Referring expression pointing data
---+---

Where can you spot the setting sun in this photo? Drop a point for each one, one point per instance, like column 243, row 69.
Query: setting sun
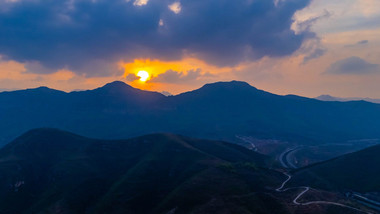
column 144, row 75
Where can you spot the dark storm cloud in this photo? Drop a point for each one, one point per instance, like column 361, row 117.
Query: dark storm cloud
column 72, row 34
column 353, row 65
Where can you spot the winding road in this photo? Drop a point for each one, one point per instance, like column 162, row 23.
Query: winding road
column 306, row 189
column 285, row 160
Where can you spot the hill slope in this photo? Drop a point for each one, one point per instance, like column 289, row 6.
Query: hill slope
column 215, row 111
column 50, row 171
column 359, row 171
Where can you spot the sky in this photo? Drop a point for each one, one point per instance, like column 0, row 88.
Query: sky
column 303, row 47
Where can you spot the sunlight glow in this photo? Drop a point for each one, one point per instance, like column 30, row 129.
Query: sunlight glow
column 144, row 75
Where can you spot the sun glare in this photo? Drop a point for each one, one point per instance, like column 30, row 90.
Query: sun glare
column 144, row 75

---+---

> [REQUIREMENT]
The line that contains "Query: setting sun" opens the part to copy, and the last line of the records closes it; set down those lines exactly, pictures excluded.

> [REPLY]
Query: setting sun
column 144, row 75
Where can you spot the dark storm cloud in this photo? Drop a point for each one, one point per instance, like column 361, row 117.
Query: dark storm cloud
column 72, row 34
column 353, row 65
Where can you spot the winding road in this photo? Drop a point for each one, one point per instance, like column 162, row 23.
Query: winding road
column 306, row 189
column 285, row 160
Where can you spot the hill slope in this photo? Drop a point for each one, one point per instance, like column 289, row 6.
Query: hill slope
column 215, row 111
column 50, row 171
column 359, row 171
Where can you spot the sky in this photo? Drop a point for each one, one point per instance, like column 0, row 88.
Query: sky
column 303, row 47
Where can you spot the sunlight glow in this photo? Drop a point for each one, one point per instance, like column 30, row 129.
Query: sunlight glow
column 144, row 75
Where can you spot the sun glare in this photo? Drop a point for each one, one point per instance, like column 30, row 90.
Query: sun glare
column 144, row 75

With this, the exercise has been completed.